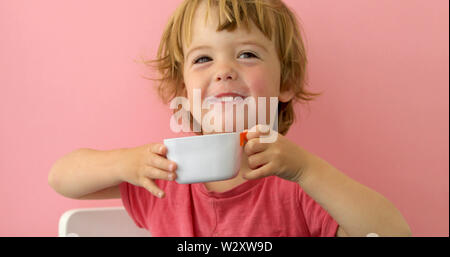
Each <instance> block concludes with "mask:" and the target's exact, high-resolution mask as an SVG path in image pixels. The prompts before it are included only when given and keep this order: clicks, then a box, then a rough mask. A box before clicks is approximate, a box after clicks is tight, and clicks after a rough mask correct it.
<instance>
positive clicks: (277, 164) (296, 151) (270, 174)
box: [243, 125, 311, 183]
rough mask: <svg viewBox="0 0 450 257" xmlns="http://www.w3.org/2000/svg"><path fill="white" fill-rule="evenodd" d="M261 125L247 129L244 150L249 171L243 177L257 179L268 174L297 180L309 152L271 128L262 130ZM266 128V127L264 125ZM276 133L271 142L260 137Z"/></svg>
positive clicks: (281, 177) (310, 154)
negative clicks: (273, 133) (272, 139)
mask: <svg viewBox="0 0 450 257" xmlns="http://www.w3.org/2000/svg"><path fill="white" fill-rule="evenodd" d="M262 128H263V127H262V126H261V125H257V126H256V132H250V131H254V129H252V130H249V132H248V133H247V143H246V144H245V146H244V152H245V154H246V155H247V157H248V166H249V168H250V169H251V171H250V172H247V173H244V174H243V177H244V178H245V179H257V178H262V177H267V176H270V175H275V176H278V177H280V178H282V179H286V180H289V181H292V182H297V183H298V182H299V181H300V177H301V176H302V173H303V171H304V170H305V168H306V167H307V166H308V164H309V163H308V162H309V159H310V158H308V157H309V156H310V155H311V154H310V153H308V152H307V151H306V150H304V149H303V148H301V147H300V146H298V145H296V144H295V143H293V142H291V141H290V140H288V139H287V138H286V137H284V136H283V135H281V134H279V133H277V132H276V131H273V130H270V131H269V130H267V129H266V130H264V129H263V131H265V132H262V131H261V129H262ZM266 128H267V127H266ZM269 133H277V134H278V135H276V140H275V141H274V142H272V143H263V142H261V141H260V139H261V138H262V137H267V136H268V135H269Z"/></svg>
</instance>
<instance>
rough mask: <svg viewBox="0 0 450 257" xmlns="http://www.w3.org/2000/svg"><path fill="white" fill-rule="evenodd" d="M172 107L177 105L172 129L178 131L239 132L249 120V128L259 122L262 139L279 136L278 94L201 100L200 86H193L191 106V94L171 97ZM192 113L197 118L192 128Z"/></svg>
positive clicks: (226, 132) (198, 131)
mask: <svg viewBox="0 0 450 257" xmlns="http://www.w3.org/2000/svg"><path fill="white" fill-rule="evenodd" d="M180 105H181V108H179V106H180ZM245 107H247V112H246V111H245ZM170 108H171V109H173V110H177V109H178V110H177V111H176V112H175V113H174V114H173V115H172V117H171V118H170V129H171V130H172V131H173V132H175V133H177V132H181V131H183V132H190V131H193V132H203V133H206V134H209V133H227V132H239V131H243V130H244V129H245V121H247V129H248V131H250V132H255V131H256V127H255V126H256V124H259V125H261V126H259V130H260V131H261V132H263V133H264V135H261V136H260V141H261V142H262V143H272V142H274V141H275V140H276V139H277V136H278V132H277V131H278V97H258V98H257V99H256V100H255V98H254V97H246V98H242V97H233V96H225V97H219V98H218V97H215V96H211V97H206V98H205V99H204V100H203V103H202V95H201V90H200V89H194V90H193V99H192V106H191V104H190V102H189V99H188V98H186V97H181V96H180V97H175V98H174V99H172V101H171V102H170ZM205 111H206V113H205ZM191 114H192V117H193V118H194V120H193V121H192V129H191ZM180 121H181V124H180ZM268 132H269V133H268Z"/></svg>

※

### Description of the task
Can you retype every record above exactly, leaving out the pictures?

### Response to this task
Each <instance> block concludes with "mask:" and the target's exact, high-resolution mask as an SVG path in image pixels. The prompts before it are included only when given and keep this order: clicks, then a box, then a rough mask. A box before clicks is approximate, a box after clicks is tight, and clicks after a rough mask correct it.
<instance>
positive clicks: (277, 164) (296, 151) (270, 174)
box: [243, 125, 311, 183]
rough mask: <svg viewBox="0 0 450 257" xmlns="http://www.w3.org/2000/svg"><path fill="white" fill-rule="evenodd" d="M261 125L247 129L244 150L249 171L243 177L257 179L268 174L297 180L309 152L271 128L262 130ZM266 128V127L264 125ZM276 133L271 142L260 137Z"/></svg>
positive clicks: (281, 177) (310, 154)
negative clicks: (273, 133) (272, 139)
mask: <svg viewBox="0 0 450 257" xmlns="http://www.w3.org/2000/svg"><path fill="white" fill-rule="evenodd" d="M262 128H263V127H262V126H261V125H257V126H256V132H250V131H254V129H252V130H249V132H248V133H247V143H246V144H245V146H244V152H245V154H246V155H247V157H248V166H249V168H250V169H251V171H250V172H247V173H244V174H243V177H244V178H245V179H257V178H262V177H267V176H270V175H275V176H278V177H280V178H282V179H286V180H289V181H292V182H297V183H298V182H299V181H300V177H301V176H302V173H303V171H304V170H305V168H306V167H307V166H308V164H309V163H308V162H309V159H310V158H308V157H309V156H310V155H311V154H310V153H308V152H307V151H306V150H304V149H303V148H301V147H300V146H298V145H296V144H295V143H293V142H291V141H290V140H288V139H287V138H286V137H284V136H283V135H281V134H279V133H277V132H276V131H273V130H270V131H269V130H267V129H266V130H264V129H263V131H265V132H262V131H261V129H262ZM266 128H267V127H266ZM269 133H277V134H278V135H276V140H275V141H274V142H272V143H263V142H261V141H260V139H261V138H262V137H267V136H268V135H269Z"/></svg>
</instance>
<instance>
rough mask: <svg viewBox="0 0 450 257" xmlns="http://www.w3.org/2000/svg"><path fill="white" fill-rule="evenodd" d="M172 107L177 105L172 129L178 131L239 132L249 120V128L259 122L262 139L279 136L278 94L201 100L200 86H193L191 106V94L171 97ZM192 113L197 118L192 128Z"/></svg>
positive clicks: (226, 132) (198, 131)
mask: <svg viewBox="0 0 450 257" xmlns="http://www.w3.org/2000/svg"><path fill="white" fill-rule="evenodd" d="M180 105H181V108H179V106H180ZM245 107H247V112H246V111H245ZM170 108H171V109H173V110H177V109H178V110H177V111H176V112H175V113H174V114H173V115H172V117H171V118H170V129H171V130H172V131H173V132H175V133H177V132H181V131H183V132H190V131H193V132H203V133H206V134H209V133H227V132H239V131H243V130H244V129H245V121H247V129H248V131H250V132H255V131H256V127H255V126H256V124H259V125H261V126H259V130H260V131H261V132H263V133H264V135H261V136H260V141H261V142H262V143H272V142H274V141H275V140H276V139H277V136H278V132H277V131H278V97H258V98H257V99H256V100H255V98H254V97H246V98H242V97H233V96H225V97H219V98H218V97H215V96H211V97H206V98H205V99H204V100H203V103H202V95H201V90H200V89H194V90H193V99H192V106H191V104H190V102H189V99H188V98H186V97H181V96H180V97H175V98H174V99H172V101H171V102H170ZM205 111H206V113H205ZM191 114H192V117H193V118H194V120H193V121H192V129H191ZM180 121H181V124H180ZM268 132H269V133H268Z"/></svg>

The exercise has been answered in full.